##### Data supplied #####

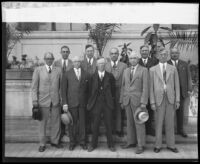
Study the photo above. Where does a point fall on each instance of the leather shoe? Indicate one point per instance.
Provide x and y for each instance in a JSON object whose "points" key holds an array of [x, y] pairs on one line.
{"points": [[91, 148], [175, 150], [157, 150], [57, 145], [139, 150], [128, 146], [84, 146], [41, 148], [112, 148], [71, 147]]}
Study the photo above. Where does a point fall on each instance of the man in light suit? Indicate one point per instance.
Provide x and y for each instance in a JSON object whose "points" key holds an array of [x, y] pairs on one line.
{"points": [[148, 62], [134, 93], [164, 99], [46, 84], [74, 96], [65, 64], [116, 68], [89, 65], [185, 86], [101, 103]]}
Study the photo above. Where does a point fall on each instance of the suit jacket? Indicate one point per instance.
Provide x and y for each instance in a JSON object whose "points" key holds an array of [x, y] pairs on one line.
{"points": [[58, 63], [86, 66], [46, 87], [136, 90], [150, 63], [74, 91], [184, 77], [108, 89], [157, 85]]}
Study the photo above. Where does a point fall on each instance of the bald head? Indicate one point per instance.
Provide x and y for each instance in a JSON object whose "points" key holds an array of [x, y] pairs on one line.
{"points": [[133, 58], [101, 64], [48, 58], [174, 53], [114, 54]]}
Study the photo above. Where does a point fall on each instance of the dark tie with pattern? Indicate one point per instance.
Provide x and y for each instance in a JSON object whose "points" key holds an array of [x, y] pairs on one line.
{"points": [[131, 75], [164, 73], [64, 66], [49, 69], [114, 65]]}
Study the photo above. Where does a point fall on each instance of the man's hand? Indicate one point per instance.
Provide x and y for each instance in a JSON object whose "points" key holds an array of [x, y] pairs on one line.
{"points": [[153, 107], [65, 108], [177, 105]]}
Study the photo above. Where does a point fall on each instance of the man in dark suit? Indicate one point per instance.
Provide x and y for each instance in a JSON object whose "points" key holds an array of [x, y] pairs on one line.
{"points": [[148, 62], [117, 68], [101, 101], [65, 64], [164, 99], [89, 65], [46, 85], [74, 96], [185, 87]]}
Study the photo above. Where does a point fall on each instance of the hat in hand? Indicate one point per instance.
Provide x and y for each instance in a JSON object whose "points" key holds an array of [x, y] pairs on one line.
{"points": [[66, 118], [141, 115]]}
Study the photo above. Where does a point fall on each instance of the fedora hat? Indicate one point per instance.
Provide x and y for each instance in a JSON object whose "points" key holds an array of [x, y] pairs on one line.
{"points": [[66, 118], [141, 115]]}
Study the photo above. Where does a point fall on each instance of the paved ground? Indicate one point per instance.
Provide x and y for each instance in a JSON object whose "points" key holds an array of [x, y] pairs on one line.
{"points": [[30, 151]]}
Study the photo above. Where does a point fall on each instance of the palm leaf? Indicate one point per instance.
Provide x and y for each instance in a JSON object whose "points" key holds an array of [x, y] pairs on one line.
{"points": [[145, 30]]}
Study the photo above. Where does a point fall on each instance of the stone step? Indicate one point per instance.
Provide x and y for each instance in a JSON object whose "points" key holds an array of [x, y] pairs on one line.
{"points": [[26, 130]]}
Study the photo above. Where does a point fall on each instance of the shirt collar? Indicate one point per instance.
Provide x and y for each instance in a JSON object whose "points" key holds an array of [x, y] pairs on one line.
{"points": [[112, 63], [89, 59], [48, 67]]}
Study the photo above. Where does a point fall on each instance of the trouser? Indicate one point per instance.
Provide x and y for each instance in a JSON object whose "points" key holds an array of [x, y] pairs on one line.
{"points": [[55, 120], [99, 109], [77, 129], [135, 131], [165, 114], [180, 116]]}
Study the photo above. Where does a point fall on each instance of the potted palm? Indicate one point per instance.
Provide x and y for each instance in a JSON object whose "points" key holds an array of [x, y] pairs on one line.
{"points": [[100, 34], [13, 35]]}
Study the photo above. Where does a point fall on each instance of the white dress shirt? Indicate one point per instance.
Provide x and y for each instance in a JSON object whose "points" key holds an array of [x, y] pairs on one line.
{"points": [[66, 62], [78, 72], [48, 67], [161, 67], [88, 59], [101, 74], [112, 63]]}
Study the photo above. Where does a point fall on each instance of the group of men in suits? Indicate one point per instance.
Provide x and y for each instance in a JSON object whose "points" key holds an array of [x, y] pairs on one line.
{"points": [[92, 89]]}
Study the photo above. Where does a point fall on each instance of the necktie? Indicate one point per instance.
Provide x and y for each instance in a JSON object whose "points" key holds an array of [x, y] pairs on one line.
{"points": [[49, 69], [164, 73], [64, 66], [114, 65], [78, 74], [131, 75], [90, 61]]}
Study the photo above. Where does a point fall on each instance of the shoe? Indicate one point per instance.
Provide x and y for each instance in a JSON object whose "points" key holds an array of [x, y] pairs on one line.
{"points": [[41, 148], [175, 150], [83, 146], [91, 148], [139, 150], [157, 150], [57, 145], [183, 134], [71, 147], [112, 148], [128, 146]]}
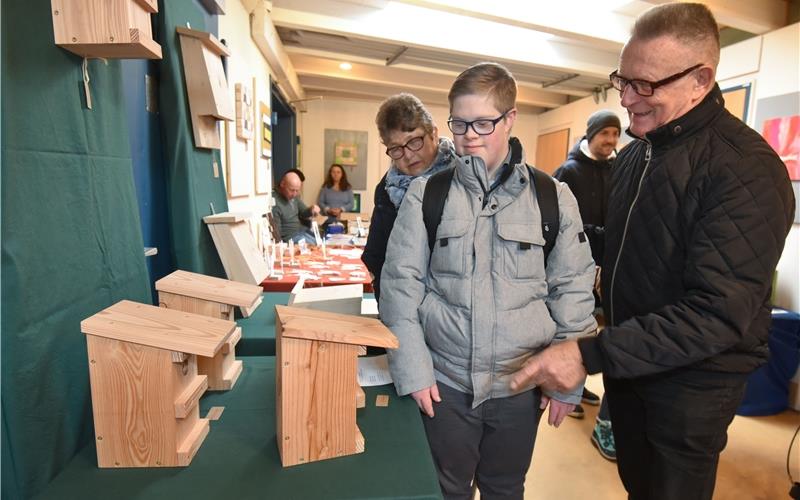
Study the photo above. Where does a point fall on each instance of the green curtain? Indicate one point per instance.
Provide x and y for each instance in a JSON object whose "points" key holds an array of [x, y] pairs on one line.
{"points": [[191, 185], [71, 240]]}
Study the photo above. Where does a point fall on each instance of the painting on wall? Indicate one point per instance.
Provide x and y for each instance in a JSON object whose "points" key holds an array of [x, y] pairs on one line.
{"points": [[737, 101], [783, 134], [244, 111], [266, 130], [349, 149]]}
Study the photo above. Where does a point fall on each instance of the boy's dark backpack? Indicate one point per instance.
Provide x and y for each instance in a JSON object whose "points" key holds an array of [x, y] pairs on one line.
{"points": [[438, 186]]}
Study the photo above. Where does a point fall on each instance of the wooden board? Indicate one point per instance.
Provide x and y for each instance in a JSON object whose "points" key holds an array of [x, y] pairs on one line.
{"points": [[317, 407], [309, 324], [342, 299], [159, 327], [210, 288], [237, 249]]}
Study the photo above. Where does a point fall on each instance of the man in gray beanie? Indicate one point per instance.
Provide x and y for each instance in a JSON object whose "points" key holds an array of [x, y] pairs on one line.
{"points": [[587, 172]]}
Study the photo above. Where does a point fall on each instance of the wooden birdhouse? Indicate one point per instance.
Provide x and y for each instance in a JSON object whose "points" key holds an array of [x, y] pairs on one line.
{"points": [[237, 248], [145, 385], [112, 29], [206, 85], [216, 298], [342, 299], [317, 385]]}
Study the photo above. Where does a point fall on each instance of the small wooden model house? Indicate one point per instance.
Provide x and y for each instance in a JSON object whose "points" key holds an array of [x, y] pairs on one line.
{"points": [[206, 85], [240, 256], [317, 386], [216, 298], [145, 386], [112, 29]]}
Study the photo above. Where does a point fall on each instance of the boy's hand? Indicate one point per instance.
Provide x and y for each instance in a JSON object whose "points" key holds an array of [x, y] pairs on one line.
{"points": [[425, 398], [558, 410]]}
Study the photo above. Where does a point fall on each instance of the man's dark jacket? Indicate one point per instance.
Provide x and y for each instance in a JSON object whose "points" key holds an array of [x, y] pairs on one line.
{"points": [[380, 227], [698, 215], [590, 182]]}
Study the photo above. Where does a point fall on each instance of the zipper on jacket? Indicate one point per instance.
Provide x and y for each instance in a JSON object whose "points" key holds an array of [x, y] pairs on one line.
{"points": [[647, 156]]}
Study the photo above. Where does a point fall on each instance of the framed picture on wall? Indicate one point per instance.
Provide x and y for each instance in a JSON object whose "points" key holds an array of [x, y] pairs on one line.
{"points": [[266, 130]]}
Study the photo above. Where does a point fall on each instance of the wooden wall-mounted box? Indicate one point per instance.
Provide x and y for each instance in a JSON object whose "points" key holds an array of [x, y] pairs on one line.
{"points": [[112, 29], [206, 85], [237, 248], [317, 381], [216, 298], [145, 385]]}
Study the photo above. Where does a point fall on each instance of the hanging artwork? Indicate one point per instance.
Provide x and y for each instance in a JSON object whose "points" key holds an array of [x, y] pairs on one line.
{"points": [[266, 130], [346, 153], [783, 134], [244, 111], [349, 149]]}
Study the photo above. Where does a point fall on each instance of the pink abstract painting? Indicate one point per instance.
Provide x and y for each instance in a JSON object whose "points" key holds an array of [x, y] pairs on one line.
{"points": [[783, 134]]}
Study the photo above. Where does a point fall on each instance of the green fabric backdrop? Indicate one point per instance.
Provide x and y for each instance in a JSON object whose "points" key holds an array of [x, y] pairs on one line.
{"points": [[71, 240], [191, 184]]}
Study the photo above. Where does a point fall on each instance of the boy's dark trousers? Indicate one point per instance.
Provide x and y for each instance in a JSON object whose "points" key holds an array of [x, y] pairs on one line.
{"points": [[669, 430], [492, 444]]}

#####

**Job:** Could you give again exactly the lines from the line containing "on jacket? Indicate one point per instance." through the final line of the data above, and no others?

**Solution to this exercise:**
Study the photo above. Where does a point fall on each instance of the zipper on jacket? Indicate one point per instance.
Provide x and y for each instance in a JSON object whose "points" key holds an array of [x, y] pairs on one line.
{"points": [[647, 156]]}
Study the photo above. Where does a point fall on each instance of the framed picture on wall? Indicate one point per instance.
Provide x and y for each instance in a JSON object whose "points" key holds an array of [x, y] pairs on one line.
{"points": [[266, 130]]}
Study the photo above. Where does a point fall on each instance of the wooden wall-mounted box? Indicate one point per instance.
Provide x and y for each instance in a JSON object whose "points" key holds an array of [x, y] pairs on one line.
{"points": [[112, 29], [206, 85], [237, 248], [317, 381], [216, 298], [145, 385]]}
Study the photo above. Where does a point fall on each instance of the hanging artwork? Indicate one point per instance.
Provide x and y for each instance in a JSON object whose "points" key holds an array of [x, y] pairs on one line.
{"points": [[266, 130], [346, 153], [783, 134], [244, 111], [349, 149]]}
Study the photo above. Where does a point fall on each instance of the pink abstract painting? Indicate one point per instance.
Provide x and y for each instance in a JSON object whose "points" key holds an array of [x, y] pairs on one line.
{"points": [[783, 134]]}
Study the photo above. Where does a point fall on each instance of the green fabric backdrop? Indicate one point per instance.
Provide x and y for each instance in a JSON object whose "points" key holds an array of [x, y] pairs on one line.
{"points": [[71, 240], [191, 184]]}
Study the photo above. Where does a point fall on each instance of the boy's dark trousers? Indicate one point per instance.
Provide x and y for each instance in a JSON object whose "points" key holds an array of [x, y] pairs on one line.
{"points": [[669, 430], [492, 444]]}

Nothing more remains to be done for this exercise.